- [Short problem]:
Skip every line before the one containing "the child wearing", then copy that line and the rest of the entries below exactly, through the last line.

- [Data lines]:
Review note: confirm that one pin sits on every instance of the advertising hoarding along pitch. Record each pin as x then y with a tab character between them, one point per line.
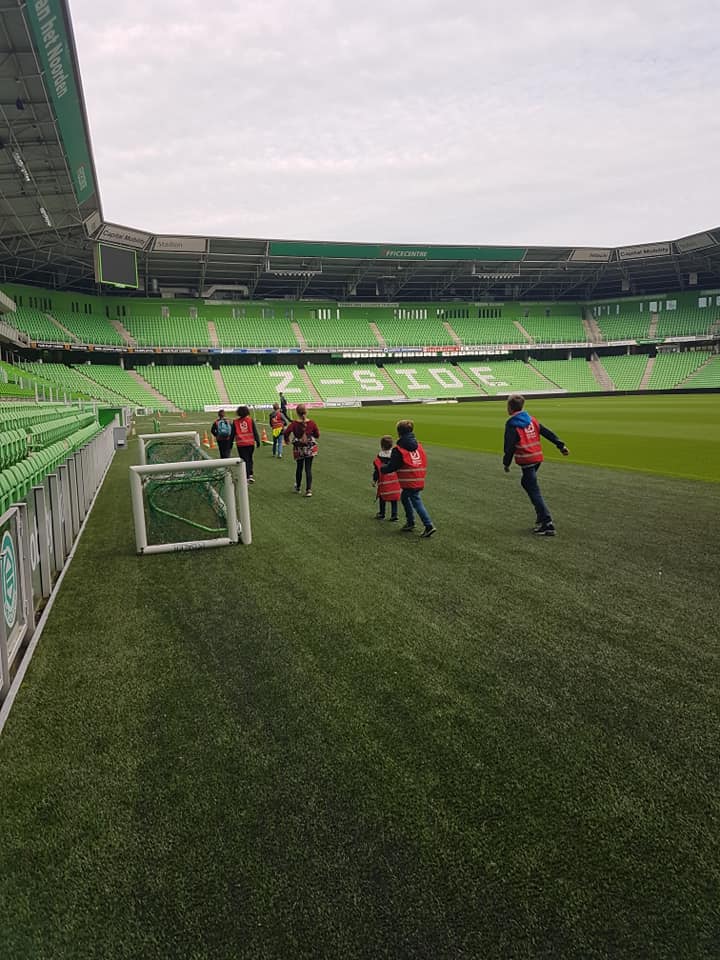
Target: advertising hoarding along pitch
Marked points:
383	251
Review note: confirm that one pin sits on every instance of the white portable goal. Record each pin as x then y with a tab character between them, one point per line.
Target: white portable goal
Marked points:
188	503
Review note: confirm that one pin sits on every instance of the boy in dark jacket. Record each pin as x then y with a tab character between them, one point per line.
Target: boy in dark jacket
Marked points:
522	440
388	485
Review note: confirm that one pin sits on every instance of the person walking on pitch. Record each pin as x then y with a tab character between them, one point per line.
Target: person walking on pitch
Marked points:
522	441
409	461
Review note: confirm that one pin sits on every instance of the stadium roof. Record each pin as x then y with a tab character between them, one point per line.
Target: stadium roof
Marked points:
51	214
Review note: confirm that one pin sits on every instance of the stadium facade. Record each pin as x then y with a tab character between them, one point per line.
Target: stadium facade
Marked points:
225	301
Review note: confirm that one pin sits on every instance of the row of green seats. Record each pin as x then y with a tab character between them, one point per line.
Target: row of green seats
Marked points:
16	480
36	324
14	415
671	369
43	434
626	373
13	447
707	375
90	329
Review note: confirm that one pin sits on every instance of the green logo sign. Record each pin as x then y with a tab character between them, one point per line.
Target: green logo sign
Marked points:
8	572
52	41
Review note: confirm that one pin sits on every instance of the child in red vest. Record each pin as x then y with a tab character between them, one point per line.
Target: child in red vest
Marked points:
408	460
388	485
522	440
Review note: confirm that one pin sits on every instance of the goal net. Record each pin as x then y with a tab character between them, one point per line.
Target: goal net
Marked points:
189	502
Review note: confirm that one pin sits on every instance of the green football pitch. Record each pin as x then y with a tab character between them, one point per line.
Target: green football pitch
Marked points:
346	742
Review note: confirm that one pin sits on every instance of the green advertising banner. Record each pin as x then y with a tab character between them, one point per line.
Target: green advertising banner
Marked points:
382	251
47	24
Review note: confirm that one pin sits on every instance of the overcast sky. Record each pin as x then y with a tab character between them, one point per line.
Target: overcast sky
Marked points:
563	122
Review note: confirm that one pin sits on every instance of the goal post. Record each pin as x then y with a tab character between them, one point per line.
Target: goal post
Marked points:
171	497
181	440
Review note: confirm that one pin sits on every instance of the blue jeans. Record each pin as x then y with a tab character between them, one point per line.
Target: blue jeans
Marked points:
412	501
532	489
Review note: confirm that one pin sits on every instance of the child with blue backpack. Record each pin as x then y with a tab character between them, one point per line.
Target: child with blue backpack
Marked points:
223	433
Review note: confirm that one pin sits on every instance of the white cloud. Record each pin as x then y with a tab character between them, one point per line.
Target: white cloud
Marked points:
566	122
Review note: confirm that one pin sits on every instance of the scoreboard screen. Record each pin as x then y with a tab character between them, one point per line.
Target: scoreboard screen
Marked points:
116	266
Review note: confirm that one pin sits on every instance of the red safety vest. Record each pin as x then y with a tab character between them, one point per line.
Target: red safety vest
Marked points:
388	484
244	436
412	473
528	449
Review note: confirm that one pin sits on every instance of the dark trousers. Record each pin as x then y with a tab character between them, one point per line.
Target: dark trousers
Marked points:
307	463
246	453
532	489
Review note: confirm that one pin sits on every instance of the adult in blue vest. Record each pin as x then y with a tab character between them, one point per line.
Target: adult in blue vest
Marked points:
222	430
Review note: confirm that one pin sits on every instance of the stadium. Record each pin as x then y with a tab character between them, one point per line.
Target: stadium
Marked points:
325	739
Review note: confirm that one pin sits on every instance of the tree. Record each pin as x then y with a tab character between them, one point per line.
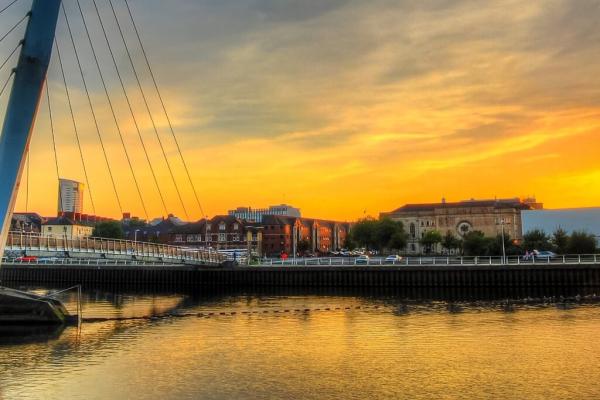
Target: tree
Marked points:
390	235
303	246
450	242
398	241
581	242
536	240
109	230
560	240
494	246
430	239
475	243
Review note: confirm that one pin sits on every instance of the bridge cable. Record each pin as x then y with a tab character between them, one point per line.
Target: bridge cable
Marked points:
137	78
112	110
87	181
137	129
164	108
27	185
15	26
11	54
6	82
8	6
85	86
54	144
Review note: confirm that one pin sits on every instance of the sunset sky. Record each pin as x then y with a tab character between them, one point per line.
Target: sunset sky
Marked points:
339	107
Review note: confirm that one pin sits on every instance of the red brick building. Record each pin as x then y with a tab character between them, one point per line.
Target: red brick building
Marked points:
221	232
271	237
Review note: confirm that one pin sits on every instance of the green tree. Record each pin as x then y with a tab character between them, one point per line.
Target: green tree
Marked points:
109	230
430	239
494	246
560	240
475	244
536	240
451	242
398	240
581	242
390	235
303	246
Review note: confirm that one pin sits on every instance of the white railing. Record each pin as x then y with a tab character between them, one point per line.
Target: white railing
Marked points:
77	261
23	241
437	260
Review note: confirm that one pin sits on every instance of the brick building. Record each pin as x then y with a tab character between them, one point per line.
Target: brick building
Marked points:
221	232
271	237
460	218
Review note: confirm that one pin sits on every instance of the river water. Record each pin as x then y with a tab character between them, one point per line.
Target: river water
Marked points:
299	346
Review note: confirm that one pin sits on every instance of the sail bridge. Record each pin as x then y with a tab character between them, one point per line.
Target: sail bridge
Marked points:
82	250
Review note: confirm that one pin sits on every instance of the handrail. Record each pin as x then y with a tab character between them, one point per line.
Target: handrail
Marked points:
36	241
584	259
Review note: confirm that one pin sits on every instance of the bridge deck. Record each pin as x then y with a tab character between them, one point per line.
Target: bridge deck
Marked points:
100	248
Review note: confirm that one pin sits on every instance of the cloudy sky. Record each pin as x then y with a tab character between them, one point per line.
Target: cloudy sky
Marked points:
339	107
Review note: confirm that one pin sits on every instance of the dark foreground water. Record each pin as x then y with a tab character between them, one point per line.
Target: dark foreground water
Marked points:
320	346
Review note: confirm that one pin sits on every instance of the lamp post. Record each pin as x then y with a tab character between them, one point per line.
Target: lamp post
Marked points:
503	245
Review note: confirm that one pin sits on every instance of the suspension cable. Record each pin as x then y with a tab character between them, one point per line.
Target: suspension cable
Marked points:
15	26
11	54
27	177
137	127
6	82
87	181
112	110
164	108
54	145
87	92
162	148
8	6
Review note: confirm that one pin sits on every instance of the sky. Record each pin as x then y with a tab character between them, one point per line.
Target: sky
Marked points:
342	108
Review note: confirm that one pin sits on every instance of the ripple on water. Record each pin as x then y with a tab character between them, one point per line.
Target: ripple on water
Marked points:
333	347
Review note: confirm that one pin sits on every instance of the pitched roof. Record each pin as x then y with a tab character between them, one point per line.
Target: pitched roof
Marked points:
496	203
65	221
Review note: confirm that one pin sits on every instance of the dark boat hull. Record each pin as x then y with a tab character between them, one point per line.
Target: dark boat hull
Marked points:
17	307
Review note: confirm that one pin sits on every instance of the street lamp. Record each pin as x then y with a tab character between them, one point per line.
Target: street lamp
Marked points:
503	245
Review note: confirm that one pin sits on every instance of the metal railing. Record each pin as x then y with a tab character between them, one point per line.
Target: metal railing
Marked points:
23	241
438	260
78	261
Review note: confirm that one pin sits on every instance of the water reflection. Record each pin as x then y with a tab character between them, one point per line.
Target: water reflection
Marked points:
339	344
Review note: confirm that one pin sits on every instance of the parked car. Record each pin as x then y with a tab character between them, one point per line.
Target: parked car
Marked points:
544	255
48	260
364	259
393	259
26	259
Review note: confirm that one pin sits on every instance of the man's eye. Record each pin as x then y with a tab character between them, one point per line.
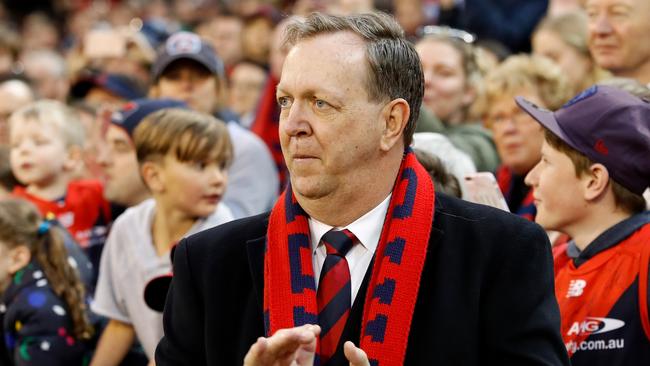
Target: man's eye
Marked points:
284	102
321	104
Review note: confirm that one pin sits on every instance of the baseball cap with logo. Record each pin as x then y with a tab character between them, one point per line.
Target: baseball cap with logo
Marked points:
187	45
609	126
131	114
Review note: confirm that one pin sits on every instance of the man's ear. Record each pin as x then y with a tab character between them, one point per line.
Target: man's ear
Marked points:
596	182
19	257
74	158
395	116
152	176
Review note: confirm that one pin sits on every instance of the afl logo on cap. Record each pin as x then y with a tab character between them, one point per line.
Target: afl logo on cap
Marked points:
582	96
183	43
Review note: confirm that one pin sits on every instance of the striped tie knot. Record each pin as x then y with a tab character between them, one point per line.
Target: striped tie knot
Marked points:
338	242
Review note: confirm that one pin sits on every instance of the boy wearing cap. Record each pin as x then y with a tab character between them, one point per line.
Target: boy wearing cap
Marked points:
188	69
589	185
123	186
182	157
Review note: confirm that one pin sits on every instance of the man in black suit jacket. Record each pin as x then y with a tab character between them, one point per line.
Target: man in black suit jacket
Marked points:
480	280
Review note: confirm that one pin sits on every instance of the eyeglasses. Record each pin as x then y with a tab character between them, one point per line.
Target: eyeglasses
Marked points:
517	117
444	31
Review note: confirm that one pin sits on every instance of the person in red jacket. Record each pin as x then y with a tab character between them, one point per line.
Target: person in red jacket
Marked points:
589	185
46	142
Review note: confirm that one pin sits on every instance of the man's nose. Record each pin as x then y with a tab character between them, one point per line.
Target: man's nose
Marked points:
601	25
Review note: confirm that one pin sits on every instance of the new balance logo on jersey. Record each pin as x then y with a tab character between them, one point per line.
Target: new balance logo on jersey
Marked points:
576	287
595	325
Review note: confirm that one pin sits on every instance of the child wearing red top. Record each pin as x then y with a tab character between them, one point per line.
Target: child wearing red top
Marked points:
46	142
589	185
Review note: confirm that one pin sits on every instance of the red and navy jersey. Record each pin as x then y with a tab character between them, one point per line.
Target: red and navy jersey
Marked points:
83	211
603	296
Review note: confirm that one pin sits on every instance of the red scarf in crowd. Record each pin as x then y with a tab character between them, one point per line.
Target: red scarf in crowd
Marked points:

- [Problem solution]:
Review note: confirm that one pin sits on every instance of the child wearing red top. Record each pin as x then y with a tab character between them, one point per line.
Target: child wearing red top
Marked points:
46	142
589	185
Review note: confirm that one pin sits on every instance of the red and navy jersey. Record each pin as x then y with a tab character between them, one point per line.
Target: red and navy jersey
Marked points:
83	211
603	296
Review note: confirm that one pin sits on every instance of the red scarf in crowd. Record each pin as x then y with a tab character between them, one point per line.
Target: red scarf in crowd
Marked points:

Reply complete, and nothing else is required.